- _Problem details_
Reproduce verbatim only the lines from the one containing "Where can the mowed" through the last line below, both included.

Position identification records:
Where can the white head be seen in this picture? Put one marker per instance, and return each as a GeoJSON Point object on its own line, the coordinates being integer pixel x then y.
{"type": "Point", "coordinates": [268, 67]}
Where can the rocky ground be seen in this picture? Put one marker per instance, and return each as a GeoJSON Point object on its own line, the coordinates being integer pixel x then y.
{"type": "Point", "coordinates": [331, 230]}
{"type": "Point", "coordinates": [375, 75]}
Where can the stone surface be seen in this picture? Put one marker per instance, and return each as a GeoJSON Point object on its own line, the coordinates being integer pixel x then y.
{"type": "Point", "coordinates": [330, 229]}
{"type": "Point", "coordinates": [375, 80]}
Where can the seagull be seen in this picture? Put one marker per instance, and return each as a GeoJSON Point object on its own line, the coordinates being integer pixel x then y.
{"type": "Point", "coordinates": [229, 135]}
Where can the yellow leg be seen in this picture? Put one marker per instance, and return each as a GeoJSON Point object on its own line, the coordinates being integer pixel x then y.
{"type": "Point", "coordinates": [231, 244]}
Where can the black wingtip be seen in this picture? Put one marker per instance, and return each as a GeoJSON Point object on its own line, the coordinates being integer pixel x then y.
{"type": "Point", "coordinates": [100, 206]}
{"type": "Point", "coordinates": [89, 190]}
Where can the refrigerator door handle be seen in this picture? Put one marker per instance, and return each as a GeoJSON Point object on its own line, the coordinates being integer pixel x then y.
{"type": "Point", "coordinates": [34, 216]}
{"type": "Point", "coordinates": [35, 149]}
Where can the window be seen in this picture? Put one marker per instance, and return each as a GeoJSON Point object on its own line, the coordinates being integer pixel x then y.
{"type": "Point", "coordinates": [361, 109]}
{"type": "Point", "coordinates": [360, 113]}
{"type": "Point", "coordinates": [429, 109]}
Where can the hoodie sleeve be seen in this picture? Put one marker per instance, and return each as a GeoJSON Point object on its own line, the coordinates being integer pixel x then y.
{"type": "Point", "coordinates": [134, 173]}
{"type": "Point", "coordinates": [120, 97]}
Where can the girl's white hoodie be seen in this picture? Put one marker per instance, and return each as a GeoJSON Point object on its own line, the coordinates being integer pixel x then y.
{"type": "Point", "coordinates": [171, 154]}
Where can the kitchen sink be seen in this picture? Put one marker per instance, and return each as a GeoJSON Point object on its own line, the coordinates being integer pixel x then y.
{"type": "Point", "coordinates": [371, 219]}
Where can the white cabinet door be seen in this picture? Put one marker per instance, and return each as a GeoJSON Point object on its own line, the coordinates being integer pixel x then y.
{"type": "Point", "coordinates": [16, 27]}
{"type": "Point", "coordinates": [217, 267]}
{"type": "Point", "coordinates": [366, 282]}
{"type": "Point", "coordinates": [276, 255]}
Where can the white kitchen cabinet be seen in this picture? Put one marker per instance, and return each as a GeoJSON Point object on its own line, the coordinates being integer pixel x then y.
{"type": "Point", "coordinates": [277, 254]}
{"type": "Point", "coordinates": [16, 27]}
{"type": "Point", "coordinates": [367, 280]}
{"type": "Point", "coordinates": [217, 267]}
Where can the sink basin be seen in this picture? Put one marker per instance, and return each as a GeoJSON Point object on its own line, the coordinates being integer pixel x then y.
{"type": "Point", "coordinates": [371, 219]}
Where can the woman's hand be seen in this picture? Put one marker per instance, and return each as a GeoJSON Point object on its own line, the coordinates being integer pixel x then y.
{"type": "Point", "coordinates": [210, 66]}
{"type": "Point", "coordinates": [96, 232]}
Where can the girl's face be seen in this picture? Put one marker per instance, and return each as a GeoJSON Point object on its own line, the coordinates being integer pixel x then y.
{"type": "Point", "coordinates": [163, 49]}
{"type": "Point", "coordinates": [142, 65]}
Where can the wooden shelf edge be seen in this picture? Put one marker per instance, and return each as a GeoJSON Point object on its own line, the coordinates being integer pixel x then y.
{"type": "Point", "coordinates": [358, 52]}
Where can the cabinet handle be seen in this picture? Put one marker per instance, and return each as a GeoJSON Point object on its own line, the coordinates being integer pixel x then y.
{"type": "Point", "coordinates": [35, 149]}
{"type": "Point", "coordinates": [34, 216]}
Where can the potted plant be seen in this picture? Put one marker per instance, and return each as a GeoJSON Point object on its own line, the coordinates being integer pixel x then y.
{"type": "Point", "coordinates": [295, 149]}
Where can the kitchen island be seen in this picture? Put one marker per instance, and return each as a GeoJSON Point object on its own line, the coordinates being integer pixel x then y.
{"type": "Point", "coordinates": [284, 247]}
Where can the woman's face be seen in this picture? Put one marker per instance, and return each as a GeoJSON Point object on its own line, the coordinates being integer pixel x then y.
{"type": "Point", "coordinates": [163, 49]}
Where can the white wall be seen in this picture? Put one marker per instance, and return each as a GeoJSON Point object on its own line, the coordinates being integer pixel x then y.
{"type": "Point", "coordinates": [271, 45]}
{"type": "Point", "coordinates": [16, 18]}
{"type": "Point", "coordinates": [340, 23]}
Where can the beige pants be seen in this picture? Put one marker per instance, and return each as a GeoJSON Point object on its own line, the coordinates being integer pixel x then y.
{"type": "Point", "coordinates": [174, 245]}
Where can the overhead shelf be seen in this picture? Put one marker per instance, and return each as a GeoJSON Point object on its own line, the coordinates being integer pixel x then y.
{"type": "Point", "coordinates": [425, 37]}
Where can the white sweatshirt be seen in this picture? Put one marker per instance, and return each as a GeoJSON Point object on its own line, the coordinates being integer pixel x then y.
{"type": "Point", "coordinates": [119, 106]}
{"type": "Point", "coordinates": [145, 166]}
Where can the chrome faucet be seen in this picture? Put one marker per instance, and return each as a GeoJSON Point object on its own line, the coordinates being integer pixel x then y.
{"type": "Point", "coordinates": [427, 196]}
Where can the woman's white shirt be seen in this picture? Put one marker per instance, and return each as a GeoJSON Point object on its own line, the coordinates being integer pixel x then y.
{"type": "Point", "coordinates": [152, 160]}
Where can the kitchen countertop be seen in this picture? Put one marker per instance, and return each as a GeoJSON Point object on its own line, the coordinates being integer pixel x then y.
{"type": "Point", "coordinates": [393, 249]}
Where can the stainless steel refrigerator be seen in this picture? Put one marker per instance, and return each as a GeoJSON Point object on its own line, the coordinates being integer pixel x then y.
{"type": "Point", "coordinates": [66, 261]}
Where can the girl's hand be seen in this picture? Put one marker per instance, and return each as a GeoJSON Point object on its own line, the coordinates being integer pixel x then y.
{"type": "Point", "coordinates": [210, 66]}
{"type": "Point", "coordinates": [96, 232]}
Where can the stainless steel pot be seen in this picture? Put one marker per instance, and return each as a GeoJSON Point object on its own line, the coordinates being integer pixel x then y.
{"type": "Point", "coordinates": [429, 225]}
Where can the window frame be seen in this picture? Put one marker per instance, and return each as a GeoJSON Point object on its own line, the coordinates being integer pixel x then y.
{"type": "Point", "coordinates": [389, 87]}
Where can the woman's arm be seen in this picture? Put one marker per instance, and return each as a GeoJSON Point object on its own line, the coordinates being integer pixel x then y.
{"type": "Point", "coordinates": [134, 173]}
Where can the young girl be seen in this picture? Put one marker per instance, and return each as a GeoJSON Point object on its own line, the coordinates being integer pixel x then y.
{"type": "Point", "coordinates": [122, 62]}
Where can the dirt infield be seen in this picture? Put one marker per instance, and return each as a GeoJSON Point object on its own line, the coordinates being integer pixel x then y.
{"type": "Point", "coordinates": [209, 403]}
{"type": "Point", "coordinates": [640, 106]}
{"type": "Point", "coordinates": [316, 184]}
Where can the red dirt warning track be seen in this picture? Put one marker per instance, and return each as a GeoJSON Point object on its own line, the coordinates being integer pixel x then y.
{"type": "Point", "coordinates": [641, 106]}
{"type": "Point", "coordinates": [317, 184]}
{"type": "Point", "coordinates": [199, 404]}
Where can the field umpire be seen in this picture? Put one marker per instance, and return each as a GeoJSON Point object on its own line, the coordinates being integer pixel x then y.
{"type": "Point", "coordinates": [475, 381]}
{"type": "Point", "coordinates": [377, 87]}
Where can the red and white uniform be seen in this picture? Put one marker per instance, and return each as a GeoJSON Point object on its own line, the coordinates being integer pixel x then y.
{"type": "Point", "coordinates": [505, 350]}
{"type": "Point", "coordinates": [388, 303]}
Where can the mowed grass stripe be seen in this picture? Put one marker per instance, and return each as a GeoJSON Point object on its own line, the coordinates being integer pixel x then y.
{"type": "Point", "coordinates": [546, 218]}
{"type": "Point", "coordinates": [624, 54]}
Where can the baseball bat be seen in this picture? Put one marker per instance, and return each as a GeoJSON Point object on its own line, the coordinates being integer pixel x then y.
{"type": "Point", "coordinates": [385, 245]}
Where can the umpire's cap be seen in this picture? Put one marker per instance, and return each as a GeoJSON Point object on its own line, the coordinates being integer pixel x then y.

- _Written solution_
Where can the mowed grass stripe be seen in this picture? Put one marker per instance, and return each as a GeoJSON Point object on its own line, the coordinates being integer pixel x then y.
{"type": "Point", "coordinates": [546, 218]}
{"type": "Point", "coordinates": [624, 54]}
Where can the baseball bat be seen in this picture? Put one marker per instance, and return each as a GeoJSON Point object on its own line, the coordinates being integer pixel x then y.
{"type": "Point", "coordinates": [385, 245]}
Where can the umpire's cap be seen in this picture? Put one marker per instance, and return each as a GeoJSON Point object on its own line, the coordinates being integer pixel x then y.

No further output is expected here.